◆ Selected passage
________

One thing that came to mind upon reading this story was, why did the dumbass have to mess with the snake in the first place? But then again I don’t like snakes, so it’s a foreign concept to me. Also, if she had experience in handling snakes, how could she let it get within striking distance of her face? It may be just me, but if I’m holding a 4-foot snake of any kind, I am protecting two things (three, depending on how you count ’em): my face and my gazebos. After 55 years, I have grown quite fond of the two (three?) of them.

As I said, the lady wasn’t seriously injured, but I am concerned about the health of the python. That broad could have been infected with some kind of livestock disease. Have you ever seen the corn-fed Liberal weenie women, especially the ones who go to book club meetings, in Madison? I have. In the mid-80s. And I haven’t been back to town since. I’m just sayin’.

Dumbasses.

________

(Items listed in a dataset)
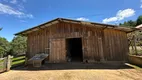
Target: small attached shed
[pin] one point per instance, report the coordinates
(68, 40)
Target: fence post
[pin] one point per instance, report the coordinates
(8, 65)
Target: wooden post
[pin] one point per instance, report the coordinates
(8, 65)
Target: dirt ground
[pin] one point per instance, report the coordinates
(73, 74)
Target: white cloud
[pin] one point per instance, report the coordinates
(5, 9)
(112, 19)
(82, 19)
(141, 6)
(121, 14)
(13, 1)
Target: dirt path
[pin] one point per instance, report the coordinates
(76, 74)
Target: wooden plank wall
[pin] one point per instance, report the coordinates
(39, 41)
(116, 45)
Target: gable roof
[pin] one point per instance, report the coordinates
(57, 20)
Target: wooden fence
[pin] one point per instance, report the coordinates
(9, 62)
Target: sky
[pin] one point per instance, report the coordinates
(18, 15)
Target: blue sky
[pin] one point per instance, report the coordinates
(18, 15)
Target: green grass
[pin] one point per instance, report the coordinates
(17, 58)
(18, 62)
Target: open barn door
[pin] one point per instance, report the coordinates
(58, 51)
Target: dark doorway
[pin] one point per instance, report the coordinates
(74, 50)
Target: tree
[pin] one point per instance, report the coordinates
(18, 45)
(4, 47)
(139, 20)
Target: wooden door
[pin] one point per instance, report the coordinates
(58, 51)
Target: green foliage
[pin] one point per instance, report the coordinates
(18, 45)
(4, 47)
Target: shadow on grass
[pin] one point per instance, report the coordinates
(74, 66)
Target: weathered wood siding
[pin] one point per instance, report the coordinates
(97, 43)
(115, 45)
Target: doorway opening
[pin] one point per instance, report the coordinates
(74, 50)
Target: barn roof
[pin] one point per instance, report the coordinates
(116, 27)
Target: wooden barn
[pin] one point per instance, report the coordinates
(68, 40)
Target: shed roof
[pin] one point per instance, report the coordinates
(127, 30)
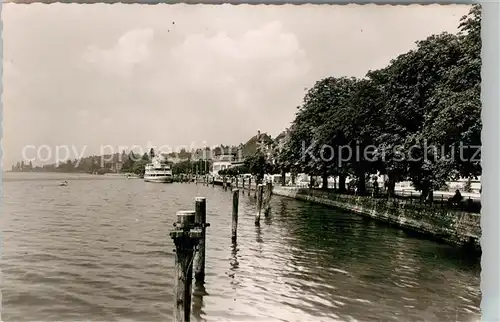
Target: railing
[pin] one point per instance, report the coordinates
(403, 199)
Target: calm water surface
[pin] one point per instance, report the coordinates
(99, 250)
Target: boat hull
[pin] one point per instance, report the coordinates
(159, 179)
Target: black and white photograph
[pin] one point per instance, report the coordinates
(195, 162)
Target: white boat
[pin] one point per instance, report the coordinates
(158, 171)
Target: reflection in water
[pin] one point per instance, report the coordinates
(99, 250)
(197, 301)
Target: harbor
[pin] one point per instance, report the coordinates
(105, 254)
(206, 170)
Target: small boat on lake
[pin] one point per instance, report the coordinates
(158, 171)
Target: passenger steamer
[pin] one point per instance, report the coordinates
(158, 171)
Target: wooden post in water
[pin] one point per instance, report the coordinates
(234, 227)
(260, 190)
(201, 222)
(185, 237)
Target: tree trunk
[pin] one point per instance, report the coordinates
(361, 182)
(342, 179)
(325, 181)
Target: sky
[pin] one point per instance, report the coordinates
(86, 79)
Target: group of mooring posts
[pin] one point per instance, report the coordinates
(189, 237)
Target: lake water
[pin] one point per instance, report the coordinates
(99, 250)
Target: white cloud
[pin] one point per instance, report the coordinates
(130, 49)
(176, 74)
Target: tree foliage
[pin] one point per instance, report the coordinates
(407, 120)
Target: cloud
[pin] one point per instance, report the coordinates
(176, 74)
(240, 60)
(131, 49)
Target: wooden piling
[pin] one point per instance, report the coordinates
(267, 198)
(260, 189)
(185, 237)
(201, 222)
(234, 227)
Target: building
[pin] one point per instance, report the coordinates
(260, 141)
(222, 162)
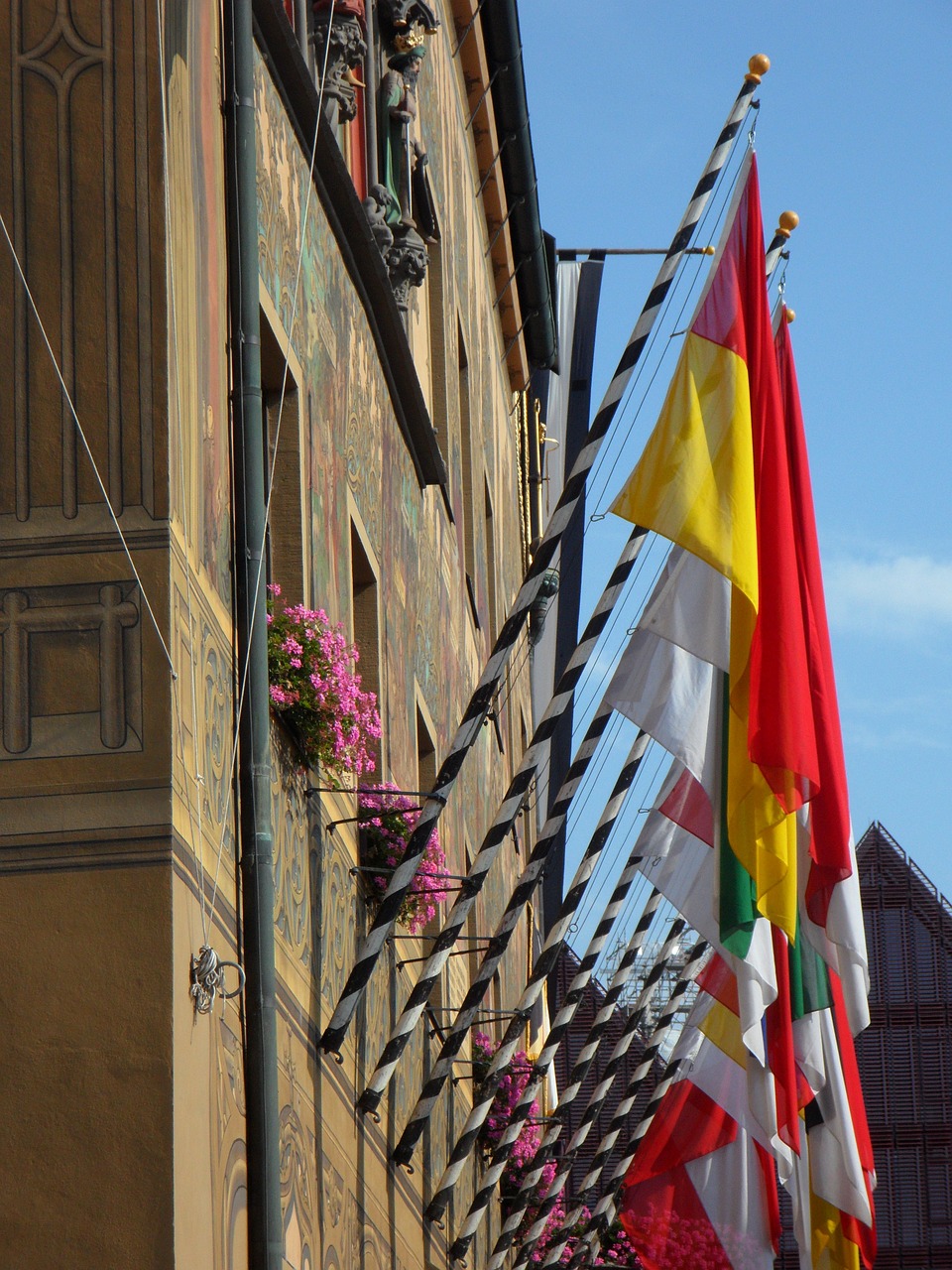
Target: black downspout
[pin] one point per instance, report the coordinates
(257, 842)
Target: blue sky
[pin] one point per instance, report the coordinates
(626, 100)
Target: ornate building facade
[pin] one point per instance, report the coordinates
(404, 304)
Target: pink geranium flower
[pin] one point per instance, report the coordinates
(315, 688)
(388, 821)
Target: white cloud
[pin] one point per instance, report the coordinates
(897, 594)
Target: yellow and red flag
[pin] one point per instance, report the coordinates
(715, 479)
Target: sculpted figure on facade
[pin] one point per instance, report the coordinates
(344, 26)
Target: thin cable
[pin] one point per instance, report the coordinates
(724, 191)
(197, 838)
(85, 444)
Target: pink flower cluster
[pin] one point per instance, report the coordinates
(684, 1242)
(388, 818)
(315, 688)
(616, 1247)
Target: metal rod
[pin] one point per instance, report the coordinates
(571, 252)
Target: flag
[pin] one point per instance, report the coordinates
(832, 911)
(670, 681)
(701, 1189)
(714, 479)
(676, 843)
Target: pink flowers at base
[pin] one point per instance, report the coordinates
(315, 688)
(388, 820)
(615, 1247)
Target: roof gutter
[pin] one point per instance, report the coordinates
(500, 36)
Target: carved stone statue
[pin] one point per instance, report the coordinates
(402, 153)
(343, 26)
(402, 14)
(377, 204)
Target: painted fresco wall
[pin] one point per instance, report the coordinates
(343, 1205)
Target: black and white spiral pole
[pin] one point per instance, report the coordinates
(621, 978)
(576, 991)
(477, 708)
(607, 1206)
(525, 888)
(495, 837)
(633, 1026)
(658, 1037)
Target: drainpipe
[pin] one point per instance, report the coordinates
(257, 842)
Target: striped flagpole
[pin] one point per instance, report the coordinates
(599, 1093)
(607, 1206)
(785, 225)
(604, 1150)
(497, 835)
(524, 1107)
(524, 892)
(620, 980)
(547, 957)
(468, 730)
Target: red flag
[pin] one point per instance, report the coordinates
(829, 811)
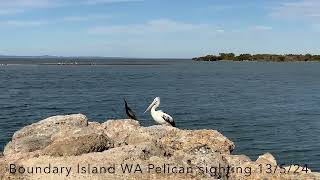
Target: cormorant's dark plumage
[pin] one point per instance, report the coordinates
(129, 111)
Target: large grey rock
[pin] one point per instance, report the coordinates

________

◆ Assignment 1
Quote every sentence in the snake commentary that ends with a question mark.
◆ Assignment 2
Please write the next part of the snake commentary, picking up after its final line, "Dumbasses."
The records have nothing to do with the snake commentary.

◆ Written reply 1
One thing that came to mind upon reading this story was, why did the dumbass have to mess with the snake in the first place?
Also, if she had experience in handling snakes, how could she let it get within striking distance of her face?
Have you ever seen the corn-fed Liberal weenie women, especially the ones who go to book club meetings, in Madison?

◆ Written reply 2
Survey: Sluts, I Mean Mistresses Get Better Christmas Gifts Than Wives

Forsaking all others….Except sluts

Naughty Words Alert!  The Internet is a wonderful thing, most of the time. With a few keystrokes, you can look up medical advice, get directions to just about anywhere, read brilliant commentary like you do on this very site (OK, not so much) and set up an extramarital rendezvous. I. Kid.You. Not. You can even find someone to cheat on your spouse with! I am not talking about finding someone in a chat room or party site, I am talking about a site whose sole purpose is specifically to line you up with a paramour! If you think I’m kidding, click this link. Notice their motto? “Life is short. Have an affair”. How about a motto like “You put your gazebos on the chopping block, we give your wife the ginsu knife?” I have a few sites where I find stoopid shit like this to put up on this blog, and as a professional Dumbass News researcher, I can assure you that websites like the one at the link above are not uncommon, sadly, and there’s always some dumbass looking to make a buck off the marital discord of some other dumbass. 

I point out the aforementioned site because I found an article that stated that mistresses of married men receive better Christmas presents than their wives! What the hell??!! These dumbass married fuckers buy their sluts girlfriends jewelry, lingerie and trips to the day spa. Those pesky women these assholes married for better or worse, sickness and health and all that, get perfume, bath and body products and the always-romantic gift card. This vital information comes from a survey conducted by the web site at the link above. All told, according to Whores R Us (I just made that part up), men spend twice as much money on their concubines than on their wives. From the article in question, the web site “says it has been keeping an eye on this aspect of holiday gift-buying for five years, says it got 143,717 responses this year, up from 28,994 in 2006.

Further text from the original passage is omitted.